[begin Stored rows]

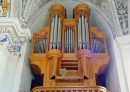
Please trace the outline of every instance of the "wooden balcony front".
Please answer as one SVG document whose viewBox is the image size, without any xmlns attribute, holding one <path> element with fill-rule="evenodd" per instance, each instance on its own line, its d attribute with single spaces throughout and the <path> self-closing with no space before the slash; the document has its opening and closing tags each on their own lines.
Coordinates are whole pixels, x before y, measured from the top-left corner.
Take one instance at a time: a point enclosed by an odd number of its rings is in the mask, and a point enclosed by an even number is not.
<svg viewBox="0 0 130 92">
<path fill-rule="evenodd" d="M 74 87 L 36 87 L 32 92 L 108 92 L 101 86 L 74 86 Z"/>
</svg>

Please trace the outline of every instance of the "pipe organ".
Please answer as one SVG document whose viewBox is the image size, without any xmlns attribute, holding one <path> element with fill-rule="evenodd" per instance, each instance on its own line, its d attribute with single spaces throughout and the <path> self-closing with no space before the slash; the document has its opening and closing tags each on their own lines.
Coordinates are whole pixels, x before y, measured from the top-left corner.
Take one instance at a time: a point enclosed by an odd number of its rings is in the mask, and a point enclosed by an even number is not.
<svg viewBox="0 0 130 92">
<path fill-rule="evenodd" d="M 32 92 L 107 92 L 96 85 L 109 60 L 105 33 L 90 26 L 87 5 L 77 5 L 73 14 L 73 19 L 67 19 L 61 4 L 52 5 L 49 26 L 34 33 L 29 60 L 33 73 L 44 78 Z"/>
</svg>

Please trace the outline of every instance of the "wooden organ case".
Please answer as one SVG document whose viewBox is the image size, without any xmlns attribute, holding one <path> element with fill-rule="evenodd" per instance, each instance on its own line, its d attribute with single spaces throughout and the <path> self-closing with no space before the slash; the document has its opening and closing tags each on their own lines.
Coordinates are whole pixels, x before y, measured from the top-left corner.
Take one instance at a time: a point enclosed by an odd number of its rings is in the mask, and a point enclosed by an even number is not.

[end Stored rows]

§ Written request
Without including any pictures, please restate all the records exactly.

§ Full solution
Please trace the outline of every instance of the "wooden balcony front".
Please answer as one SVG document whose viewBox is the image size, without any xmlns attribute, holding one <path> element with fill-rule="evenodd" per instance, each instance on its own line, its d attribute with single spaces throughout and the <path> self-closing with no space before the slash; the document has its opening and closing tags each on their own lines.
Coordinates are whole pixels, x before y, measured from the top-left corner.
Take one instance at a time: a point enclosed by an odd number of its rings is in the mask, and a point enclosed by an even number is not.
<svg viewBox="0 0 130 92">
<path fill-rule="evenodd" d="M 74 87 L 36 87 L 32 92 L 108 92 L 101 86 L 74 86 Z"/>
</svg>

Please trace the outline of every instance of the "pipe organ".
Please answer as one SVG document whose viewBox is the image size, without any xmlns attribute, holding one <path> element with fill-rule="evenodd" per instance, each instance on its own line, its d attribute with single spaces throughout and the <path> self-closing with no space before the slash; the document has its opening and closing tags each on their own lines.
Coordinates are whole pixels, x before y, measured from the top-left corner.
Take one instance at a time: a point enclosed by an odd number of its rings is in the mask, and a point enclosed by an even number is not.
<svg viewBox="0 0 130 92">
<path fill-rule="evenodd" d="M 32 92 L 107 92 L 96 85 L 109 60 L 105 33 L 90 26 L 87 5 L 77 5 L 73 14 L 73 19 L 67 19 L 61 4 L 52 5 L 49 26 L 34 33 L 29 60 L 33 73 L 44 78 Z"/>
</svg>

Please trace the outline of every instance of the "wooden organ case".
Please answer as one SVG document whose viewBox is the image size, without any xmlns attribute, holding one <path> element with fill-rule="evenodd" per instance, each instance on its own line, its d attribute with single spaces throughout and the <path> self-closing with no space before the slash; the document has its opening and closing tags each on their own lines.
Coordinates are whole pixels, x before y, measured from the top-left corner.
Take one instance at a time: a point enclosed by an odd number of its rings is in the mask, and a point enclosed by an even number is not.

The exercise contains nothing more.